TASK INSTRUCTIONS ▸ Find every line in the records below that contains the word "tree", and copy each of those lines in full.

%%

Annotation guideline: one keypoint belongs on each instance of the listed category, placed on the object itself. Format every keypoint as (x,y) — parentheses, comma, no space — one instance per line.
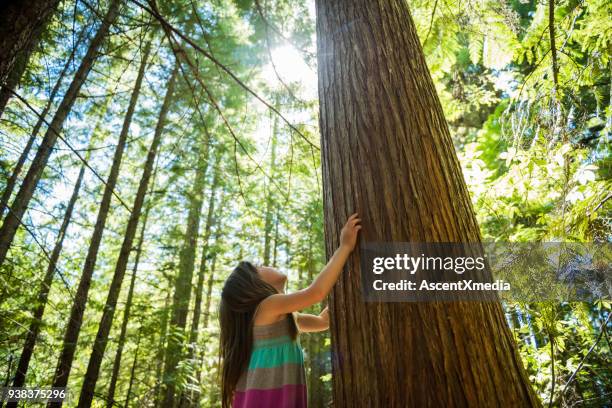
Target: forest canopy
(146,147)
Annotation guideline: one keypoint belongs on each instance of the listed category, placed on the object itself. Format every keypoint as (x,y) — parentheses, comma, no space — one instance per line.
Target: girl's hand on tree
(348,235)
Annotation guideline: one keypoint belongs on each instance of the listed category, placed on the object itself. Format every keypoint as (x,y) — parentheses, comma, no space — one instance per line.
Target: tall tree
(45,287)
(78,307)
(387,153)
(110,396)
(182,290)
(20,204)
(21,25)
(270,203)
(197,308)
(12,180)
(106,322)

%%
%%

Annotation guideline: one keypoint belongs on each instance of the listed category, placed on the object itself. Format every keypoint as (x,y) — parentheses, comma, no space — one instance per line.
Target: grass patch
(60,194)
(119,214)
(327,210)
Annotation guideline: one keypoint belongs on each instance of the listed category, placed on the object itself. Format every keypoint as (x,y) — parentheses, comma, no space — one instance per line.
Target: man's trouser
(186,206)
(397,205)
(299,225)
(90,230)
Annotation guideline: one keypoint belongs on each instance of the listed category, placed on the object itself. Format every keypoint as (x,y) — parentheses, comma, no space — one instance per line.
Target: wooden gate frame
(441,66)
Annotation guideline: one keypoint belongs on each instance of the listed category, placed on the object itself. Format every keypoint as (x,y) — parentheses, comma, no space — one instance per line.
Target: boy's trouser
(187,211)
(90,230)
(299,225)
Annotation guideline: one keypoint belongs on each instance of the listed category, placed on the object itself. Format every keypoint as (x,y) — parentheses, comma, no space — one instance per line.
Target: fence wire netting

%%

THE ANSWER ▸
Target: girl's hand on tree
Target: tall tree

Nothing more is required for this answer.